> _PASSAGE SHOWN_:
— START —
# **Dimensionality Reduction**

As one starts working on complex datasets the number of features per instance start increasing up to millions of features.
- Large number of features make it harder to find a good solution
- Makes the training process slower
- Makes visualizing and understanding the datasets very difficult

Diminsionality Reduction is not all positive as we reduce the number of dimensions it will cause some information loss. Even though it will speed up training, the performance won't be as good as the original data.

Therefore, before trying dimensionality reduction, try to train the model on original dataset. In some cases, reducing dimension may filter out some noise and unnecessary data but not always.

## **The Curse of Dimensionality**
A simple intution is that when we express two points on one axes, two axes, three axes, four axes ..... million axes the points become more and more dissimilar making it very hard for the machine learning model to work with them.

In theory, one solution is to increase the instances but the number of instances required increase exponentially therefore not feasible.

## **Main Approaches for Dimensionality Reduction**
1) Projection
    Training instances are not spread out uniformly throughout the feature space, most of the features are equal and the others are highly correlated. As a result all the instances lie within (or close to) a much lower-dimensional subspace of the high dimensional space.
    
    ![image.png](attachment:image.png) ![image-2.png](attachment:image-2.png)
    
    As we see in the left image almost all the instances lie close to the 2-D plane, so we can project all the points on the plane and we get the image on the right. We reduce a 3D image to 2d, the axes are new features z1 and z2 are coordinates of projections on the plane
2) Manifold Learning
    In many cases the subspace may twist and turn as shown in the image below
    
    ![image-3.png](attachment:image-3.png)
— END —
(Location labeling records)
— START —
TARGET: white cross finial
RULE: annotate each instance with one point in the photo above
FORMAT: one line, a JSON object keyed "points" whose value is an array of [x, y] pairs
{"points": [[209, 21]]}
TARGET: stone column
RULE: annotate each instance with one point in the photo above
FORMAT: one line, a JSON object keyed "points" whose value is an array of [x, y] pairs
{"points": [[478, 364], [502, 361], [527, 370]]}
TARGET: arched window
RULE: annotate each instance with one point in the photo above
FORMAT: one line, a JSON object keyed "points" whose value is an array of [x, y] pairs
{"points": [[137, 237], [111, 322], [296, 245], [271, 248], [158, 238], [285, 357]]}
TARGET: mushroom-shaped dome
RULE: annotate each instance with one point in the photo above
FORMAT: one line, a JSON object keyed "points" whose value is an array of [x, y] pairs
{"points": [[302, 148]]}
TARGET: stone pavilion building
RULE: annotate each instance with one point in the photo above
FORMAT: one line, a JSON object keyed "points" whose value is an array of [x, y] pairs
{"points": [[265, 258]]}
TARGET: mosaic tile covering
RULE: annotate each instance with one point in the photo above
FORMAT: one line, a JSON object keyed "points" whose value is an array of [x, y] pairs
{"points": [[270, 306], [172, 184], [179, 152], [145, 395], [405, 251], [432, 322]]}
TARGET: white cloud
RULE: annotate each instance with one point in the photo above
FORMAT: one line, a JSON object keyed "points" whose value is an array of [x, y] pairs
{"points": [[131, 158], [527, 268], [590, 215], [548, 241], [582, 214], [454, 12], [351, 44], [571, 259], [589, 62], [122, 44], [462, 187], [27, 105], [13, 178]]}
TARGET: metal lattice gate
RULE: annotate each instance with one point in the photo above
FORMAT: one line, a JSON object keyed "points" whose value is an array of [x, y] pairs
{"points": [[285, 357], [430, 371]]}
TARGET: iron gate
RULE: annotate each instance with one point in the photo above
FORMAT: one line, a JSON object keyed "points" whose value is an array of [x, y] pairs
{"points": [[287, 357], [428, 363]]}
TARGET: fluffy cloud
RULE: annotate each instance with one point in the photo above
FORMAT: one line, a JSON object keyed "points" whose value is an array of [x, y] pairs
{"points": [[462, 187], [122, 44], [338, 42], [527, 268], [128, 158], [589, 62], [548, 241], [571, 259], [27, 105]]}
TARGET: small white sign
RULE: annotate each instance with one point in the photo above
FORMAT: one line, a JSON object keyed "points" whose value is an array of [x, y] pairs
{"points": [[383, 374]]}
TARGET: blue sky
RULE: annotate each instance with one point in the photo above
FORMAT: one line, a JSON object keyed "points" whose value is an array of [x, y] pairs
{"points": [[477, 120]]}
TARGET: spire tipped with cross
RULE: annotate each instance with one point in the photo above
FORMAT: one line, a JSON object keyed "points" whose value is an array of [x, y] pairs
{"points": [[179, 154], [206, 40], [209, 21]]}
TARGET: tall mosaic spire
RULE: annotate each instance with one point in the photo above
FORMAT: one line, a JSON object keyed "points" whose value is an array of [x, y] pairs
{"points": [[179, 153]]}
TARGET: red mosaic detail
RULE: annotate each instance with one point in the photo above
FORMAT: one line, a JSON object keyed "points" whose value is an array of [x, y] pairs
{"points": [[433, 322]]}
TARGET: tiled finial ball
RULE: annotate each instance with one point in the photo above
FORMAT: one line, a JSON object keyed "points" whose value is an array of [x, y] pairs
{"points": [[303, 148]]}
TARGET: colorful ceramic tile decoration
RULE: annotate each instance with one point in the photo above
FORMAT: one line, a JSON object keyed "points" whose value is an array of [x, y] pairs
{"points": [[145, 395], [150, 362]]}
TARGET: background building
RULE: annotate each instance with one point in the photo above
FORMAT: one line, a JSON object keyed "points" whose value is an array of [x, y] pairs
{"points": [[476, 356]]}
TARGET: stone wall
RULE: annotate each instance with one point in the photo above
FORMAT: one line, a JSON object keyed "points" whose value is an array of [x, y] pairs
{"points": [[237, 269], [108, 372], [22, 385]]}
— END —
— START —
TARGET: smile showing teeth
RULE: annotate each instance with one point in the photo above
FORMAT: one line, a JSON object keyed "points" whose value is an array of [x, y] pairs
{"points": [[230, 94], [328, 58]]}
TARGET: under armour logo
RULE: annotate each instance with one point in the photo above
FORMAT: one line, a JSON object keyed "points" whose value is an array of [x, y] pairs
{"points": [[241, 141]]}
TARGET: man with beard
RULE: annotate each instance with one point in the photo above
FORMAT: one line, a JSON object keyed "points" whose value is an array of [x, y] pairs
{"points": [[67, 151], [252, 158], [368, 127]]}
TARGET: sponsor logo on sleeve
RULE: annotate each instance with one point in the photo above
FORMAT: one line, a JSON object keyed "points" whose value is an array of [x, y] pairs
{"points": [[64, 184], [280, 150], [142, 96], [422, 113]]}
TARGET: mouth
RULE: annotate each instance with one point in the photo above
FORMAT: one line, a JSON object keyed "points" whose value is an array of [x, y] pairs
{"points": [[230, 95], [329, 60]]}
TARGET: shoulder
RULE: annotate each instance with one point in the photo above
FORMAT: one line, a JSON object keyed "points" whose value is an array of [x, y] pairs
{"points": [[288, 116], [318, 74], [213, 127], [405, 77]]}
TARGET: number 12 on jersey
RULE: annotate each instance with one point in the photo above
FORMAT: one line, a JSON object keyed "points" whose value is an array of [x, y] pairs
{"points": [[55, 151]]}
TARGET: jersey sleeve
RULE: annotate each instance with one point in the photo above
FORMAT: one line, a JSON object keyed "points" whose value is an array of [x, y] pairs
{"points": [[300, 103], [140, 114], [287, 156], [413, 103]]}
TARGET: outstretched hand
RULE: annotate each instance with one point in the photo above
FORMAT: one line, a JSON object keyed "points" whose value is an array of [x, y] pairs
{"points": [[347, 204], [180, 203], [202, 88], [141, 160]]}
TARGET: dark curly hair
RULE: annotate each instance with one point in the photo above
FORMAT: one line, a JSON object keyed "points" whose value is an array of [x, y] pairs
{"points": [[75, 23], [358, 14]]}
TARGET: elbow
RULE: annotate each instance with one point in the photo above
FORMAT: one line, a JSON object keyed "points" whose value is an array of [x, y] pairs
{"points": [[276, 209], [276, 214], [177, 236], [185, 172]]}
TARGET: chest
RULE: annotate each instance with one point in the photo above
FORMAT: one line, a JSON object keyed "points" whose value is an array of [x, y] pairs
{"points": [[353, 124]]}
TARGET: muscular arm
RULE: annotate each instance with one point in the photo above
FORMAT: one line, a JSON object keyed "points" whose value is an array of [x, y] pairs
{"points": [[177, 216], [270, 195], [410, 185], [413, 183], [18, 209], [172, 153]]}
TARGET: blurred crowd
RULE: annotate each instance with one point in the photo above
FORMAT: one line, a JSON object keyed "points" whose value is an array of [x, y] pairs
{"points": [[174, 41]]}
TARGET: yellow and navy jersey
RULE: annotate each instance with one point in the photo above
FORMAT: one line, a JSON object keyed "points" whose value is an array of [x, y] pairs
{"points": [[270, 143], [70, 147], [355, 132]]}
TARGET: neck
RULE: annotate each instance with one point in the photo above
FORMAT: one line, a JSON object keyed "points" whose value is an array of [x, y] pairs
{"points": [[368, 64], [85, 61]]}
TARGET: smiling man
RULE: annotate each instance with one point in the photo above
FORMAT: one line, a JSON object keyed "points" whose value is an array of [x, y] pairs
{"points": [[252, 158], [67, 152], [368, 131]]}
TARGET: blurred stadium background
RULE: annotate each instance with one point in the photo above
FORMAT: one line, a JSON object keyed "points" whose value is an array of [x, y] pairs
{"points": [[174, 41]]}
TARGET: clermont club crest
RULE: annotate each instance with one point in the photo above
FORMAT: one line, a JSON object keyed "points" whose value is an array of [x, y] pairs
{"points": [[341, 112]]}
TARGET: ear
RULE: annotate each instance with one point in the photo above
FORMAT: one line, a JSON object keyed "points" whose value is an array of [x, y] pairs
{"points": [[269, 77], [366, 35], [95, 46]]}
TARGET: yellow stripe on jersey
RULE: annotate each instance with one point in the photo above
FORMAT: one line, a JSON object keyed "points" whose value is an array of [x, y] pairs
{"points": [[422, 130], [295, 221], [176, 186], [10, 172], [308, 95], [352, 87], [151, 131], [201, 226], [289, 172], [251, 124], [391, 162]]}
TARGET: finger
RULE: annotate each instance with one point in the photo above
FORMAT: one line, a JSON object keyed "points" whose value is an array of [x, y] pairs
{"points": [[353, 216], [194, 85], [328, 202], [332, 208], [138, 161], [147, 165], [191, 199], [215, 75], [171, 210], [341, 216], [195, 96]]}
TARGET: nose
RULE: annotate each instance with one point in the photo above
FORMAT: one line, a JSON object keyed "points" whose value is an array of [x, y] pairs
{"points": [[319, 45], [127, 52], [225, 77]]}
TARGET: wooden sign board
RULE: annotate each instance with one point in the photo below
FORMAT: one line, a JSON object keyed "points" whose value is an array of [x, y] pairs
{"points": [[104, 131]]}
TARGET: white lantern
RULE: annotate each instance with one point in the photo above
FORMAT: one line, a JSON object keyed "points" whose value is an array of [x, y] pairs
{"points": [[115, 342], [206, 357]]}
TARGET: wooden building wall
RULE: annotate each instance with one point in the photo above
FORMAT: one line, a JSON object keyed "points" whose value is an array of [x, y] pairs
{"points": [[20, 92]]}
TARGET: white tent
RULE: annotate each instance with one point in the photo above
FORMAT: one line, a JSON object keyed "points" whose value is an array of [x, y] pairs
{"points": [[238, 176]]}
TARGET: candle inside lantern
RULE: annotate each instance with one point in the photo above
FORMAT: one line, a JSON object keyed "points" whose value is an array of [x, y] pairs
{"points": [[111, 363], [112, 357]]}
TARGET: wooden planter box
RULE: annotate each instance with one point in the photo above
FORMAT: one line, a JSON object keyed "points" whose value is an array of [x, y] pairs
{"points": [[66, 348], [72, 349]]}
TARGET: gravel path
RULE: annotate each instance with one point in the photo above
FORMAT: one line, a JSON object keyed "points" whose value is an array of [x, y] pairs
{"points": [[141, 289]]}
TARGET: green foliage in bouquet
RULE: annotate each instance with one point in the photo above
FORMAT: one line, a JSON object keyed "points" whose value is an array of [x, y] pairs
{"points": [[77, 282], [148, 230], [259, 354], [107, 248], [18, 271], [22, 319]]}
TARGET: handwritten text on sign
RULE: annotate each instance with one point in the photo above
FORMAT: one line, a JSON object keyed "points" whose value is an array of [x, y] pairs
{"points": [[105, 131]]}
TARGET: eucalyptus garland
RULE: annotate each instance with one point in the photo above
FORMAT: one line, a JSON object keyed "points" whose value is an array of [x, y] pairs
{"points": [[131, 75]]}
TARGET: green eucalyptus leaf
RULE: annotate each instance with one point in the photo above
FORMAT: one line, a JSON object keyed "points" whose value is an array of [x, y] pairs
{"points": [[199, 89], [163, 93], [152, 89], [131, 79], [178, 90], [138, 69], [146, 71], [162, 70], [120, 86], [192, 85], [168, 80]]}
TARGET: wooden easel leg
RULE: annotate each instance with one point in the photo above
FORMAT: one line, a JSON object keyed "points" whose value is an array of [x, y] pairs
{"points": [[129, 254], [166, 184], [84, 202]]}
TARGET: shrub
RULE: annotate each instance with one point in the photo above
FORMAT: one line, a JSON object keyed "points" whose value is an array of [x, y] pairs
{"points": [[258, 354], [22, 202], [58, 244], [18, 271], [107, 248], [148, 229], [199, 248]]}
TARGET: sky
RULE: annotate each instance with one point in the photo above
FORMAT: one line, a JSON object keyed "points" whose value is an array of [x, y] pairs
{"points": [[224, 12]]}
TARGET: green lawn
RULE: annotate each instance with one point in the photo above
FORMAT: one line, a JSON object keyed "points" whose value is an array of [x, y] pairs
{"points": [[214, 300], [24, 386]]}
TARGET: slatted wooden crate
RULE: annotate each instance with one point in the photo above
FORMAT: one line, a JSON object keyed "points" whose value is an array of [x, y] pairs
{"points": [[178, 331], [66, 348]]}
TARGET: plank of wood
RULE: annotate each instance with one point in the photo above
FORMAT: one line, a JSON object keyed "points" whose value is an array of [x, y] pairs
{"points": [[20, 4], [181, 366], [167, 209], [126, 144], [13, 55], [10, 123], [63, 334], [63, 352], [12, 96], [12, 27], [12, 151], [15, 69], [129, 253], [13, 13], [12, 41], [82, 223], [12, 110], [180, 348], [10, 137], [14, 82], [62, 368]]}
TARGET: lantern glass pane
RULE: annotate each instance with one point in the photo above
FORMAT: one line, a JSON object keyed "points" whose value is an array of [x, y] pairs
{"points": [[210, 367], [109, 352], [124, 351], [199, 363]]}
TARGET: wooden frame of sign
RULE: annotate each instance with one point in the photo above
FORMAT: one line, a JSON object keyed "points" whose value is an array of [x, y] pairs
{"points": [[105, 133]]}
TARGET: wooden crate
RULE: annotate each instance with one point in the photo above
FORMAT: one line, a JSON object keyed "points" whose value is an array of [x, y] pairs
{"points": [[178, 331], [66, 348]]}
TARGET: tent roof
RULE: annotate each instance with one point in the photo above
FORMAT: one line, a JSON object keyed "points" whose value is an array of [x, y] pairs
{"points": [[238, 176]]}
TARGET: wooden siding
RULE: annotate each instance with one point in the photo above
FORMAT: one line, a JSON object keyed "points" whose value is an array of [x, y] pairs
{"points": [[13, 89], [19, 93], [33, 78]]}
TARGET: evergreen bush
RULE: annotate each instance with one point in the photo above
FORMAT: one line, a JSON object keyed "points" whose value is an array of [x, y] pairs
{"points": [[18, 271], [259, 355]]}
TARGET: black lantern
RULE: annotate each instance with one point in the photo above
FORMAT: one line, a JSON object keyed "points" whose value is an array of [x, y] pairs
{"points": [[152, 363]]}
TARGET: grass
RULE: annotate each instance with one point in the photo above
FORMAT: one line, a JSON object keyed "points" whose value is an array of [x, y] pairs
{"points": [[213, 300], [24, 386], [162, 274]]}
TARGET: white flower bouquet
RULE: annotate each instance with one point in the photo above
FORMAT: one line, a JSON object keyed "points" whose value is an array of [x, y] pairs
— END —
— START —
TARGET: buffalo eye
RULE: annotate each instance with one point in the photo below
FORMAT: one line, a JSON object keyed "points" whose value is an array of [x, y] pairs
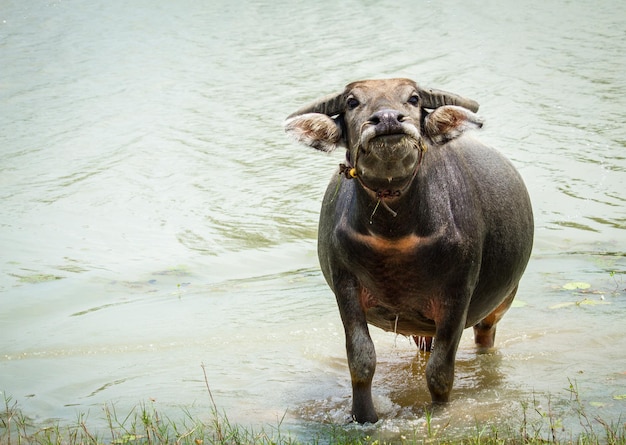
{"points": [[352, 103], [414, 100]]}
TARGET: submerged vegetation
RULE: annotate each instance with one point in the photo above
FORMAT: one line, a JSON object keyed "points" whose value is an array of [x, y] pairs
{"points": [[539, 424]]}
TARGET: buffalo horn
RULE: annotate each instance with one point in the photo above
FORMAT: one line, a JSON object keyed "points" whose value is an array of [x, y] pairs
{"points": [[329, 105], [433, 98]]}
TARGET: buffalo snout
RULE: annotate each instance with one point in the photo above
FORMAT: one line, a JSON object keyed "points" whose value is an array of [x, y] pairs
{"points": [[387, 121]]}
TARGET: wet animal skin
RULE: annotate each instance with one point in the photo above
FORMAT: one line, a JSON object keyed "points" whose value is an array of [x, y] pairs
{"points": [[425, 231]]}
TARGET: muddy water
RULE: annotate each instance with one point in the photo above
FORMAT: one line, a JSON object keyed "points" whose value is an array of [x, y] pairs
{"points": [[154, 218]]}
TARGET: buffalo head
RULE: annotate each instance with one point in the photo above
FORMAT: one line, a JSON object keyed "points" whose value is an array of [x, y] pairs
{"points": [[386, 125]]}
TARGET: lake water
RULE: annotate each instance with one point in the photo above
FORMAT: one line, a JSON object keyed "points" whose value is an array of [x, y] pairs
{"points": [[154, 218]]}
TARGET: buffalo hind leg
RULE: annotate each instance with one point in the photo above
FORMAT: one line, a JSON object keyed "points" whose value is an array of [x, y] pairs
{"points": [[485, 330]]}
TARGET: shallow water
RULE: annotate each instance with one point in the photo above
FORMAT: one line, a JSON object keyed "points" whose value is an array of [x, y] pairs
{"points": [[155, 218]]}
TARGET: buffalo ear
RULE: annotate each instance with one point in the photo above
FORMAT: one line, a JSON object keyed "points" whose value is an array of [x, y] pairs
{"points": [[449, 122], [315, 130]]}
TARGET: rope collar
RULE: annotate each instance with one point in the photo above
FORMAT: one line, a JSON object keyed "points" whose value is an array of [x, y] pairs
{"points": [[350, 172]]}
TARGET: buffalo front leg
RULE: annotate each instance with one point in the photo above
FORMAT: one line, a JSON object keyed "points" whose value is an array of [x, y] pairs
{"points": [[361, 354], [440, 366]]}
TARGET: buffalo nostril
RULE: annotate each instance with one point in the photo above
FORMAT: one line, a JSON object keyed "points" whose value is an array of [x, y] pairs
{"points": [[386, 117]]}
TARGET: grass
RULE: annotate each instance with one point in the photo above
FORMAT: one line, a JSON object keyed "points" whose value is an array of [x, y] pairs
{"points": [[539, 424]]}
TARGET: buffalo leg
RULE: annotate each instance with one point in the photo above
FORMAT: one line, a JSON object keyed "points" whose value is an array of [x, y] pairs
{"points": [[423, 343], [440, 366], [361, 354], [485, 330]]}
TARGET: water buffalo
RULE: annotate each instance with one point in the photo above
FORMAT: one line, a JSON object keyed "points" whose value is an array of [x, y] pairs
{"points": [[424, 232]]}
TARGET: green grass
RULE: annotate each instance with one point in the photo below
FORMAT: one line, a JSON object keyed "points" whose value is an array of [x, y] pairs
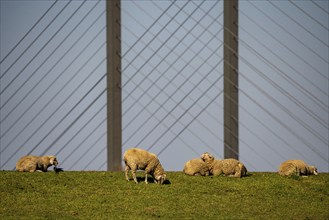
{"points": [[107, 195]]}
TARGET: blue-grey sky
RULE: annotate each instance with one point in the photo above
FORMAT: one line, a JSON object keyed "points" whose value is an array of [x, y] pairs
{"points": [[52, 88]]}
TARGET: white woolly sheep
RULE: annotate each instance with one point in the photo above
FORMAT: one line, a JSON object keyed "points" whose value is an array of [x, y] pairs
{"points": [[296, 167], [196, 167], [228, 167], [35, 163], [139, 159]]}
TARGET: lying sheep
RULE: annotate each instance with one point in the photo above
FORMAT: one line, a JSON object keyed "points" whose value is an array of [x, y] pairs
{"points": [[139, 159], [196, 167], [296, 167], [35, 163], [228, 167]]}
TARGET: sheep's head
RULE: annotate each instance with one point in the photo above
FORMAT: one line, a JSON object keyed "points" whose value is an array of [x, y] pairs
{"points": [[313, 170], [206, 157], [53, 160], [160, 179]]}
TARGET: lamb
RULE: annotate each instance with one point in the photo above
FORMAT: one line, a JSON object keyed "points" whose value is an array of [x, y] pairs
— END —
> _TO BE DONE_:
A) Reproduce from the dimensionality reduction notes the part that opens with the words containing "As one starts" and closes with "but not always.".
B) For each statement below, answer yes or no according to the dimensionality reduction notes, and quote the words that decide it.
(i) Reducing the number of dimensions causes some information loss.
(ii) The notes advise applying dimensionality reduction before training the model on the original dataset.
(iii) Increasing the number of instances is presented as a feasible solution to the curse of dimensionality.
C) What two main approaches for dimensionality reduction do the dimensionality reduction notes list?

> _RESPONSES IN ORDER_:
A)
As one starts working on complex datasets the number of features per instance start increasing up to millions of features.
- Large number of features make it harder to find a good solution
- Makes the training process slower
- Makes visualizing and understanding the datasets very difficult

Diminsionality Reduction is not all positive as we reduce the number of dimensions it will cause some information loss. Even though it will speed up training, the performance won't be as good as the original data.

Therefore, before trying dimensionality reduction, try to train the model on original dataset. In some cases, reducing dimension may filter out some noise and unnecessary data but not always.

B)
(i) Yes: "as we reduce the number of dimensions it will cause some information loss"
(ii) No: "before trying dimensionality reduction, try to train the model on original dataset"
(iii) No: "the number of instances required increase exponentially therefore not feasible"

C) Projection and Manifold Learning.